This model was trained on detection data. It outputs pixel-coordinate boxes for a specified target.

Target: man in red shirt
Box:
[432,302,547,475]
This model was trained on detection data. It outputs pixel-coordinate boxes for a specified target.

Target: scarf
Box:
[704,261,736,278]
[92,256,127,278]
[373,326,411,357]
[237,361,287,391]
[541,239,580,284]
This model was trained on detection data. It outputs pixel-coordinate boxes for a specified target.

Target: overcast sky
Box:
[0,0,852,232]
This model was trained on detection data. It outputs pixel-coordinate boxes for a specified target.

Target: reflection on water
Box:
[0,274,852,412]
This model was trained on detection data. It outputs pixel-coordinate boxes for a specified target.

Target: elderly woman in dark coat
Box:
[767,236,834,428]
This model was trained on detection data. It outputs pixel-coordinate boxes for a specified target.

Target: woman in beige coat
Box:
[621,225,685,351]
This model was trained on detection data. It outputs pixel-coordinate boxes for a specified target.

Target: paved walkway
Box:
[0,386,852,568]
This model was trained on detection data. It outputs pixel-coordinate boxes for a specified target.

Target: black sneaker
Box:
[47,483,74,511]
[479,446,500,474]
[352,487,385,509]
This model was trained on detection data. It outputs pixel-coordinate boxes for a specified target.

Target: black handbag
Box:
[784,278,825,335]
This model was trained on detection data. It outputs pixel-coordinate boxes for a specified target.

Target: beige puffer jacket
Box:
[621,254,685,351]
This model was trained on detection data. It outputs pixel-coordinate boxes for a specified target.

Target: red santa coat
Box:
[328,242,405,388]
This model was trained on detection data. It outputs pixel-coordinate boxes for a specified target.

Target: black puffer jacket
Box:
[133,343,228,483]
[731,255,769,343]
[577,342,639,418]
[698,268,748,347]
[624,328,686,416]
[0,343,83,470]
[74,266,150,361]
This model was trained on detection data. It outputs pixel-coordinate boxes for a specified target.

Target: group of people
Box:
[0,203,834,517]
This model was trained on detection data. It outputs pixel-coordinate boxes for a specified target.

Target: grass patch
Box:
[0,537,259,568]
——
§ Work to do:
Please rewrite all of the material above, swapping every "puffer jacket" for "down jacket" and leaving everything else unchanged.

§ The answer:
This model was trained on detection data. It outputs pixel-coordinate boxes for a specified target.

Target: man in red shirt
Box:
[432,302,547,475]
This model was trained on detection data. It outputs pixel-coordinate boxes for a specified target.

Target: scarf
Box:
[704,261,736,278]
[92,256,127,278]
[373,326,411,357]
[237,361,287,391]
[541,239,580,284]
This model was trained on detection data. It outputs pixel-coordinate boxes for a specified target.

Target: overcast sky
Box:
[0,0,852,232]
This model was trained on detection data. It outputs pixel-coordinate boxes for a specified target.

Target: reflection on water
Box:
[0,274,852,412]
This model was trained on detection data. It outputs pixel-coordinate boxes for a specified target.

Target: elderly woman in dark coat
Box:
[767,236,834,428]
This model was trained on detection data. It outputs pixel-coordinate boxes for a specified target.

Target: woman in beige coat
Box:
[621,225,685,351]
This model was trained on detection data. It outputs pixel-coordinate boxes for a specified target.

Target: paved walkway
Box:
[0,386,852,568]
This model was trained on detection data. It outputs pixel-coordinate boxes for a specified target.

Target: black sneaker
Box:
[47,483,74,511]
[479,446,500,474]
[352,487,385,509]
This model was trained on detection data. It outputs pixel-coordinate boxes for a specified target.

Target: black handbag
Box:
[784,278,825,335]
This model was trained on detection data. It outputs pixel-coordinate boxes for a specified target.

Target: beige down jacket
Box:
[621,254,685,351]
This model was trained on detection data. It outputs pixel-coordinate boxes for a specified target.

Target: red santa coat
Box:
[328,242,405,388]
This model was trained on detection data. It outputs pixel-coordinate boxes for a specified target.

Target: black down jacket
Box:
[133,343,228,483]
[731,255,769,343]
[577,342,639,418]
[698,268,748,347]
[624,328,686,416]
[0,343,83,470]
[74,266,150,361]
This model was trained on detection data. It outputs pixel-coordinate boxes for a specified target.

Target: group of people
Box:
[0,203,834,517]
This model was trained on detection data. It outputs pixel-coordinate boxes for a specified target.

Target: grass patch
Box:
[0,537,259,568]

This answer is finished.